### Request 1
Transcribe the post on learning and parameter uncertainty word for word, starting with "So what learning" and going on through "has become.".

### Quoted text
════
[Hans Blom, 961007]
(Shannon Williams (961006.1130 CST))
Shannon, this line of yours triggered this response:
BTW- this would mean that learning only occurs when you make a
mistake.
In the PCT approach, this seems to be true. Learning in PCT seems to
be recognized as occurring when a change in one or more (input or
output function) parameter values is seen. As long as no mistakes are
made, there is obviously no need to modify any parameter values. Only
if an error occurs will a change be required.
This is different from the learning paradigm where not only the
parameter value itself, but also its accuracy (standard deviation) is
computed. In this case, learning is usually identified with a
decrease in uncertainty of the parameter(s). And (if there is no
forgetting or resetting), this uncertainty decreases whether the
observation is a "mistake" (negative example) or not (positive
example). In a positive example, the uncertainty decreases, even
though the parameter value may remain exactly the same. An example of
a converging sequence where the parameter value remains the same:
100+/-50, 100+/-30, 100+/-10, 100+/-5, 100+/-1, ... , 100+/-0.00001
In a negative example (an error occurs), the parameter value will
change, yet the uncertainty will also decrease. An example of a
converging sequence where the parameter value changes:
100+/-50, 80+/-30, 60+/-10, 70+/-5, 75+/-1, ... , 76.5+/-0.00001
Convergence to a final parameter value has been reached when the
uncertainty has become so small that the parameter's value is locked
at a certain fixed value and hence cannot change anymore. If one only
computes the parameter's value and not its accuracy, as in the PCT
scheme of things, one is not able to say anything about convergence.
So what learning "is" seems to depend on the way in which one
represents "knowledge", in- or excluding uncertainty. To me it makes
a lot of sense to be able to tell of a belief (perceptual variable or
"construction") how preliminary it is or how fixed and immutable it
has become.
Greetings,
Hans
════
### Request 2
Pick out every line in the listing below that contains the string "target" and copy each one. Case counts.
════
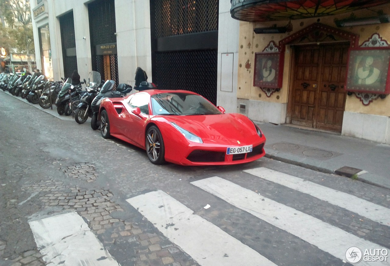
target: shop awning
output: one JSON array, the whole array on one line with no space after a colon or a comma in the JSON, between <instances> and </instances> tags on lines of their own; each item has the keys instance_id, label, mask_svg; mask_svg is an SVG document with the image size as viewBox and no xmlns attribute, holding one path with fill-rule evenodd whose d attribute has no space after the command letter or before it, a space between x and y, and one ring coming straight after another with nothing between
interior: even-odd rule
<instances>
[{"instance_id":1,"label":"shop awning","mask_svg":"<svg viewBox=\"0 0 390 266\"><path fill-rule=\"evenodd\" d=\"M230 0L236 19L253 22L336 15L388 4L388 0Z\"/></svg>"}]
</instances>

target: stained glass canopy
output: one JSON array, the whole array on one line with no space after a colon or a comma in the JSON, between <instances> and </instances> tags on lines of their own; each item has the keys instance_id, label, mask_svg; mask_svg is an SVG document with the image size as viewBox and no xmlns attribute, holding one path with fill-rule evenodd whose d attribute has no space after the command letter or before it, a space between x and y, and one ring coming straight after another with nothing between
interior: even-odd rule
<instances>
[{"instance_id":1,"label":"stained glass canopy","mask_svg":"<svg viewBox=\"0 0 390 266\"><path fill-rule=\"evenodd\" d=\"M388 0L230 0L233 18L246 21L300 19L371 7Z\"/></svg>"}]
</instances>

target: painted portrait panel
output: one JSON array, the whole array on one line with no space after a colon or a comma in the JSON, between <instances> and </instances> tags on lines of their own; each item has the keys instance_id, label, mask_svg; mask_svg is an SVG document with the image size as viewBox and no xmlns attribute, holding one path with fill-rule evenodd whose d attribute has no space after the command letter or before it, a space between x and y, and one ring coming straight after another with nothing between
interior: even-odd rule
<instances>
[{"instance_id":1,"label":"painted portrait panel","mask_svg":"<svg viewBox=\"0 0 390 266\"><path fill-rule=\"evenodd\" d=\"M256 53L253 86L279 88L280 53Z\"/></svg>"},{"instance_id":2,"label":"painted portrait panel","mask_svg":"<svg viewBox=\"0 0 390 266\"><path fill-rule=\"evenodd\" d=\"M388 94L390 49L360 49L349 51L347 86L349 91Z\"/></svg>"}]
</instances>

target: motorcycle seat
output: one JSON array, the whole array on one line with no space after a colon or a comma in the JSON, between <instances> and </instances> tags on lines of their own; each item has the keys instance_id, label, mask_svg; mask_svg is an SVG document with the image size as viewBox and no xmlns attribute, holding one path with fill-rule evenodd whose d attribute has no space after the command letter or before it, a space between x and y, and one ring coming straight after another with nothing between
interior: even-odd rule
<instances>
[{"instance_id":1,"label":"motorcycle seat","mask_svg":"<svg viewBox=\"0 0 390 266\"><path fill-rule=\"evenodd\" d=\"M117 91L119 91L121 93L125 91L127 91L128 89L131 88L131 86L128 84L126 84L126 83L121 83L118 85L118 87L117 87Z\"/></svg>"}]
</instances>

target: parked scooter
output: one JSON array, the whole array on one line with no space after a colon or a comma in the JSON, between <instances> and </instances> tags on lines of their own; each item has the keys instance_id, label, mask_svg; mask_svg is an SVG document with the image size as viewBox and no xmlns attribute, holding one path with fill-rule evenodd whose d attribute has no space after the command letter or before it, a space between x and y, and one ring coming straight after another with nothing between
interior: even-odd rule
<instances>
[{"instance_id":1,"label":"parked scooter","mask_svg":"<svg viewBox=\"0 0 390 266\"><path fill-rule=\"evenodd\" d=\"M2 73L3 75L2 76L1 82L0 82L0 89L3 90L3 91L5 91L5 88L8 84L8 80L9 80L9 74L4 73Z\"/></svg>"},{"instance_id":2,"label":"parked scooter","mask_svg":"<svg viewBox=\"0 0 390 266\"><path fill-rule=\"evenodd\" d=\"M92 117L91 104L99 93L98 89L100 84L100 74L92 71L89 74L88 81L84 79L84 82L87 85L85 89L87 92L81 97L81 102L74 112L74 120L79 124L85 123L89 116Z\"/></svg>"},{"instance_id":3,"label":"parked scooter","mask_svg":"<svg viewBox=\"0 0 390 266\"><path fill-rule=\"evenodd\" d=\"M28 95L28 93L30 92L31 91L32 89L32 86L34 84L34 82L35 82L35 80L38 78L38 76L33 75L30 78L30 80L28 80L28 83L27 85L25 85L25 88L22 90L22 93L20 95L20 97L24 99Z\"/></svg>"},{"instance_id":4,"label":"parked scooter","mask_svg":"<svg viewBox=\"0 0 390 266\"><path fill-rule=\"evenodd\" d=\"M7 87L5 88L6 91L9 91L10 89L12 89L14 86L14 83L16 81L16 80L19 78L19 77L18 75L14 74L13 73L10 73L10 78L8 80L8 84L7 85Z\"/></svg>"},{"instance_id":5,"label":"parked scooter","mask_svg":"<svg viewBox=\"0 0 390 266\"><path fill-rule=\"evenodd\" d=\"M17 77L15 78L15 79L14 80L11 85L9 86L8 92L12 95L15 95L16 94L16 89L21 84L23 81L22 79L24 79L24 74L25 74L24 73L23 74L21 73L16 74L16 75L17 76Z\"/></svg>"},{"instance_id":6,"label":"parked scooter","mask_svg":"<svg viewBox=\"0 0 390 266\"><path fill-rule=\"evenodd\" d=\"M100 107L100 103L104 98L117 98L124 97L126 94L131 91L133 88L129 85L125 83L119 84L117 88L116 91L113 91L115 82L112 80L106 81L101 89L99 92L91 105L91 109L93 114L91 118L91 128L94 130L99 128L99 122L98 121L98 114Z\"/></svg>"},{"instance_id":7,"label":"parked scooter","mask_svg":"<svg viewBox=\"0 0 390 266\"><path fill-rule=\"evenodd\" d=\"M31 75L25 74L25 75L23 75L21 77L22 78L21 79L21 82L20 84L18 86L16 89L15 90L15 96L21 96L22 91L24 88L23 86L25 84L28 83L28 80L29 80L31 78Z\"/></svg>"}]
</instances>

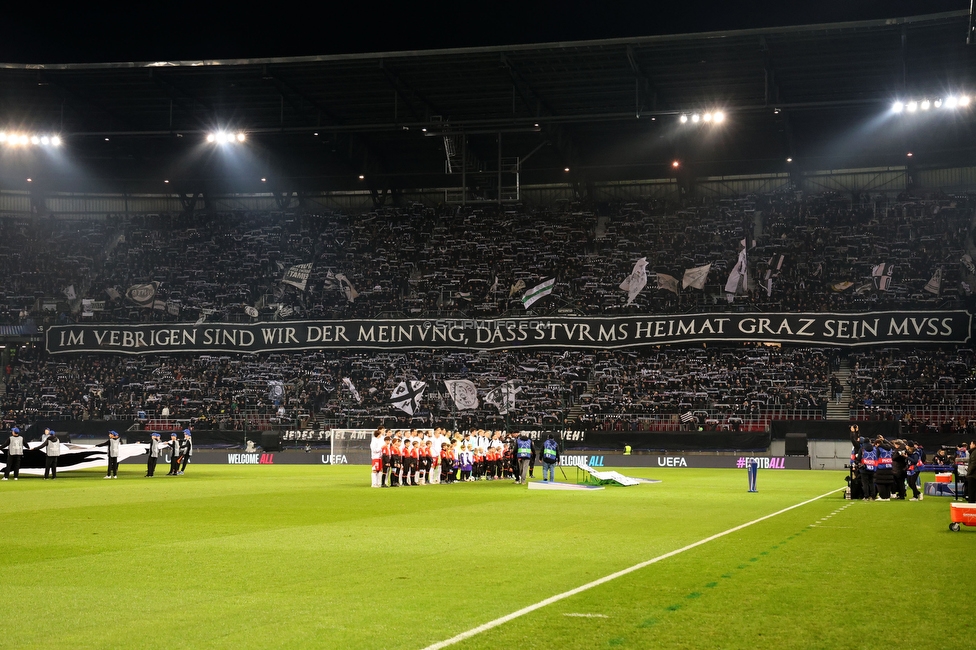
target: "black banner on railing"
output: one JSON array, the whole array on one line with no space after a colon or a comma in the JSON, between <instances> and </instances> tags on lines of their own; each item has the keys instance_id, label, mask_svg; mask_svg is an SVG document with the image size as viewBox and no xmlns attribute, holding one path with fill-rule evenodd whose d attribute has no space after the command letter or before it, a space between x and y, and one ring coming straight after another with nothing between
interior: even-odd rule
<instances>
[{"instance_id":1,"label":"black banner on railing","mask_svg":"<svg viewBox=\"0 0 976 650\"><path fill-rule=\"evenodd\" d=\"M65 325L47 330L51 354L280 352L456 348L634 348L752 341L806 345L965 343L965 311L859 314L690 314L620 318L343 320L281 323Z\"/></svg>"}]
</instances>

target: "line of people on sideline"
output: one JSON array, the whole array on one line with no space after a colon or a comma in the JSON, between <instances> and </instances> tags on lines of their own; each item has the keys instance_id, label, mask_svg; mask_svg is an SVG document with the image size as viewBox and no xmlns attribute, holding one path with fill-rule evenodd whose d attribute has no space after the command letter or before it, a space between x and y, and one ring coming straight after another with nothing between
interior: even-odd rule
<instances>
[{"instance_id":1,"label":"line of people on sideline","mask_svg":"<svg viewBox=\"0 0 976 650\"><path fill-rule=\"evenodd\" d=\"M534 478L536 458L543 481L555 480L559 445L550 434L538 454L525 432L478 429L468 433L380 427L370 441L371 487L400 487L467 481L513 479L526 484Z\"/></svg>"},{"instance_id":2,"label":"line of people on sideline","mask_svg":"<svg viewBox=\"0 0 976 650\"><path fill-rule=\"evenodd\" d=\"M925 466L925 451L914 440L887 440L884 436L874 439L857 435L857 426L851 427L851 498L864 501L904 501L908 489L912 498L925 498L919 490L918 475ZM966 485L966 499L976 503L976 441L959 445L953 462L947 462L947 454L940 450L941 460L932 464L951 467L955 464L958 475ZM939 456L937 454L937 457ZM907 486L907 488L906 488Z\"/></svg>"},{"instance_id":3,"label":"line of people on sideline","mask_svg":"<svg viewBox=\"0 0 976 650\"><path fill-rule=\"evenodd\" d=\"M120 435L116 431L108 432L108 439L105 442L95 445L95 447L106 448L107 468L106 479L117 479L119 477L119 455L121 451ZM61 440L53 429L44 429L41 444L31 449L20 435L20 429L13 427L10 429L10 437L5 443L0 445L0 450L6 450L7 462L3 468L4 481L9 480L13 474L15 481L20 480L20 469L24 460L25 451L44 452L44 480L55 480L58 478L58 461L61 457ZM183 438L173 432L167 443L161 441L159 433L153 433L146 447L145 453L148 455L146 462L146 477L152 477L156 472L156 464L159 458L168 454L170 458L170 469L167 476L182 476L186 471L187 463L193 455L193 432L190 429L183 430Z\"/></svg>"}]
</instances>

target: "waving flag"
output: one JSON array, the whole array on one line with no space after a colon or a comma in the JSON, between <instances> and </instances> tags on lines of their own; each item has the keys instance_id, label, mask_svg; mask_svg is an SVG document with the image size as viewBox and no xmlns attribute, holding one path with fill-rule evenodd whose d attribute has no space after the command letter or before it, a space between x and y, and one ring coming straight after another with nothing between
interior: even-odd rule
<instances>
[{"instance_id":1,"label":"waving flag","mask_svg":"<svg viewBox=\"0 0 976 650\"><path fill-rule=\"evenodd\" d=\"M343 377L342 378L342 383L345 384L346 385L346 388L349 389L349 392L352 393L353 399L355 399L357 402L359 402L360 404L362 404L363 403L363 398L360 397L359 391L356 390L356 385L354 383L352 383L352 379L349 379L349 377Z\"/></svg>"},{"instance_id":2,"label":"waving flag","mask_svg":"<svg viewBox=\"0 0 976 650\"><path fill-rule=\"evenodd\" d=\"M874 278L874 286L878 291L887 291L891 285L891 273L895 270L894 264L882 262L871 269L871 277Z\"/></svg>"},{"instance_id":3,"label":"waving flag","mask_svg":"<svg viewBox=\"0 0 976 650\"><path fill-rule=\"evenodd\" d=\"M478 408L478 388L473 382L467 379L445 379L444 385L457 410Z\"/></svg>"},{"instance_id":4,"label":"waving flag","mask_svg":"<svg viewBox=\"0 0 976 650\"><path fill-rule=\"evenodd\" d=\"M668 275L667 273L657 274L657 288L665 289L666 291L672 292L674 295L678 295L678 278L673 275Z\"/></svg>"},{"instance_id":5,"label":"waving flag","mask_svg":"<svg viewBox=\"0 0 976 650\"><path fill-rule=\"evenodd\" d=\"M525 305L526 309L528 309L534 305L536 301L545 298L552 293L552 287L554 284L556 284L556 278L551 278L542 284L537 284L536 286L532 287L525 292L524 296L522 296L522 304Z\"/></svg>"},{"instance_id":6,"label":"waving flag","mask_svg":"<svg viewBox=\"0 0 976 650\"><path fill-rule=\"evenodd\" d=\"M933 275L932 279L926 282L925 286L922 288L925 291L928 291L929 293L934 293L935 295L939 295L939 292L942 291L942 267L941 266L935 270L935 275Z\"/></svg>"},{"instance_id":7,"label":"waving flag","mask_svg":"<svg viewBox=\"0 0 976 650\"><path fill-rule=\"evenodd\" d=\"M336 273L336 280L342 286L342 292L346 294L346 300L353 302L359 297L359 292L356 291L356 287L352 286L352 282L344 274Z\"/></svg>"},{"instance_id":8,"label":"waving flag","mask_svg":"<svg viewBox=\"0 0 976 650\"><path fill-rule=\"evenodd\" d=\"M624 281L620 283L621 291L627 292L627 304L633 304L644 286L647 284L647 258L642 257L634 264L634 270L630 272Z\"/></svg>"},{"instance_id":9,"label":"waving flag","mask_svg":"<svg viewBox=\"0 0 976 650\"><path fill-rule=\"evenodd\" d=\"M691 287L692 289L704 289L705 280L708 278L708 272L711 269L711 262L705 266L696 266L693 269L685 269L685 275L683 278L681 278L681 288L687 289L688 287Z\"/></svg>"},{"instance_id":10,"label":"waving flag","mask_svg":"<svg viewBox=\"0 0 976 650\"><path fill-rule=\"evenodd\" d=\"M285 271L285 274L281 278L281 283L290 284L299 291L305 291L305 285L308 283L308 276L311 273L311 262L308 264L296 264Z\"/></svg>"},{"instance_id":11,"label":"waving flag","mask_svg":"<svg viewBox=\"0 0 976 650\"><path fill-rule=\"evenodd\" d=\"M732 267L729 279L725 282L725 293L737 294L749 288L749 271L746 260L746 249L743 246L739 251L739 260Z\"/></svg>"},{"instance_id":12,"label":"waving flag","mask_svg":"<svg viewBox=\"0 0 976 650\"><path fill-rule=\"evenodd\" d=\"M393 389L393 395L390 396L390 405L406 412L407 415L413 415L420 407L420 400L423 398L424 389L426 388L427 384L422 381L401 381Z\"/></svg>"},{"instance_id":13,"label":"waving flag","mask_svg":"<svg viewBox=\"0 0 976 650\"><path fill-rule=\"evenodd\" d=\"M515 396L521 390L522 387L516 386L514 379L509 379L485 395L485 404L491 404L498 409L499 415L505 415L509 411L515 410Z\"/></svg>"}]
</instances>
════
### Task result 1
So what learning "is" seems to depend on the way in which one
represents "knowledge", in- or excluding uncertainty. To me it makes
a lot of sense to be able to tell of a belief (perceptual variable or
"construction") how preliminary it is or how fixed and immutable it
has become.

### Task result 2
target: shop awning
target: stained glass canopy
target: painted portrait panel
target: motorcycle seat
target: parked scooter
target: "black banner on railing"
target: "line of people on sideline"
target: "waving flag"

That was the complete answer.